### [Excerpt to read]

○ ○ ○ ○ ○ ○ ○

WASHINGTON – U.S. Senator Pete Domenici, ranking member of the Senate Energy and Natural Resources Committee, last night introduced bipartisan legislation that will allow America to fully realize the promise of nuclear energy by laying the foundation for a sustainable nuclear fuel cycle.
Domenici, along with Senators Jeff Sessions (R-Ala.), Mary Landrieu (D-La.), and Lisa Murkowski (R-Alaska.) introduced the Strengthening Management of Advanced Recycling Technologies (SMART) Act (S.3215). The legislation promotes the establishment of privately owned and operated used nuclear fuel storage and recycling facilities.
The SMART Act establishes a competitive 50-50 cost share program between the Department of Energy (DOE) and private industry to finance engineering and design work—and the development of license applications-- for up to two spent fuel recycling facilities. The bill also establishes an economic incentive program for communities that wish to host interim storage facilities for waste. The SMART Act authorizes DOE to offer long term contracts for spent fuel recycling services and for storage facility operators.
“After a decade of hard work, there can now be no doubt that a nuclear renaissance is under way. Increasing our use of nuclear energy is the only way for America to meet our increasing energy demands while at the same time reducing our greenhouse gas emissions. A sustainable nuclear fuel cycle is the key to nuclear energy reaching its full potential. I’m pleased to introduce this legislation which takes the first step toward resolving the question of nuclear waste,” Domenici said.
“Nuclear recycling will help us permanently and safely dispose of spent fuel while simultaneously increasing the amount of nuclear material available to generate base load power. In the past, the issue of waste disposal has provided an argument to object to expanding nuclear power, and I’m hopeful this legislation will jump-start recycling in America – leading to more clean, reliable nuclear power here at home. It is time the United States caught up with other nations that have demonstrated that recycling can be conducted in a safe and cost-efficient way,” Sessions said.
“Nuclear power is one of the most promising alternative technologies that can help reduce our dependence on foreign sources of energy. It emits no pollutants, and does not contribute to global warming. But if we do not get serious about managing nuclear waste, the technology will not advance. This bill will finally help resolve the nuclear waste stalemate that has paralyzed U.S. nuclear energy production for more than 30 years,” Landrieu said.
“Given how important it is for this nation to cut carbon emissions, it is vital that we tear down all the roadblocks that have slowed nuclear power’s revival. Setting up a program for the government to help the private sector develop nuclear waste recycling plants, creating a funding mechanism to pay for the work and then allowing only the communities that want the economic activity that a waste recycling plant will produce to apply are all useful steps that will help the economics of nuclear power. It will allow for the economic recycling of fuel and help reduce waste volumes and their toxicity protecting the environment,” Murkowski said.
The SMART Act is funded by allowing access to a small portion (around five percent) of the $20 billion Nuclear Waste Fund. The bill establishes a $1 billion revolving fund, which will also receive contributions from annual interest on the Nuclear Waste Fund. The revolving fund will allow projects to proceed without the need for annual appropriations from Congress.

○ ○ ○ ○ ○ ○ ○

### [Problems and tasks]
[a] Translate this sentence from the SMART Act release into Spanish: "The revolving fund will allow projects to proceed without the need for annual appropriations from Congress."
[b] Name every senator the SMART Act release says introduced the SMART Act.
[c] According to the SMART Act release, how large is the revolving fund that the bill establishes?
The listing after the SMART Act release plays no part in this work.

### [Extracted entries]
○ ○ ○ ○ ○ ○ ○

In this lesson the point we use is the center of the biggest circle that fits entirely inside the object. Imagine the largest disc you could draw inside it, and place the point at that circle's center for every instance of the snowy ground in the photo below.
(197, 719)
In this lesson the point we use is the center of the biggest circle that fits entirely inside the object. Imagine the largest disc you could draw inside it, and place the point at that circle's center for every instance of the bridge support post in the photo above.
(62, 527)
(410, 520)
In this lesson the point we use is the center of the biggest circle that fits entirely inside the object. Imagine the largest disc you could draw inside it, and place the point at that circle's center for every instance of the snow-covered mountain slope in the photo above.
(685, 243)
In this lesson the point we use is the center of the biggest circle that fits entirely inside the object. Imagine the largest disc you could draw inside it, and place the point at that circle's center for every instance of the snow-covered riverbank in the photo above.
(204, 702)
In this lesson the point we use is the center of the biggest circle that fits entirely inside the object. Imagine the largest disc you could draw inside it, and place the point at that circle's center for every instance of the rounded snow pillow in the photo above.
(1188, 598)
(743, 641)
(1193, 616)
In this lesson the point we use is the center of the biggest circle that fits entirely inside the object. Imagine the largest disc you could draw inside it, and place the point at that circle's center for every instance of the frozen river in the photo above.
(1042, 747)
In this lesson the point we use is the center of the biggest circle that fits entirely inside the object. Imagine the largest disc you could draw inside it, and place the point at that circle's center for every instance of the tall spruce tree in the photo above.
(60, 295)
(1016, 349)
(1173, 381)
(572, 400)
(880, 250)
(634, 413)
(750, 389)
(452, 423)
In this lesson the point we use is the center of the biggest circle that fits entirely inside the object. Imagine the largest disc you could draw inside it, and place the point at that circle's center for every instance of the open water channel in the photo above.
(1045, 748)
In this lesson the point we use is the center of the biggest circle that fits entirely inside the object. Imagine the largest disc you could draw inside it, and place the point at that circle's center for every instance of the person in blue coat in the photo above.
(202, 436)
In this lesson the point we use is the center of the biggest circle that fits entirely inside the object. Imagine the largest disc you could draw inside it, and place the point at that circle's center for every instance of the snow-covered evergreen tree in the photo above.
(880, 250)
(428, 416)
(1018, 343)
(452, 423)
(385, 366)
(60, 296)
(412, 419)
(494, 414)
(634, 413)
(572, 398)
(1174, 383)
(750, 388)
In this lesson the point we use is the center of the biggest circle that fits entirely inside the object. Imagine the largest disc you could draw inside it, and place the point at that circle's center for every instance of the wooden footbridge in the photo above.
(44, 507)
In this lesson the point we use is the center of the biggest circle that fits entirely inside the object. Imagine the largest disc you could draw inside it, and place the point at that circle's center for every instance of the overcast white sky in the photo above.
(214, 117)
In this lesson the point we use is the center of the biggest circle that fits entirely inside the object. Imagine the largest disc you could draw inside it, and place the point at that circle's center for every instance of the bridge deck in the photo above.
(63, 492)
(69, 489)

○ ○ ○ ○ ○ ○ ○

### [Answers provided]
[a] El fondo rotatorio permitirá que los proyectos avancen sin necesidad de asignaciones anuales del Congreso.

[b] Pete Domenici, Jeff Sessions, Mary Landrieu, Lisa Murkowski

[c] $1 billion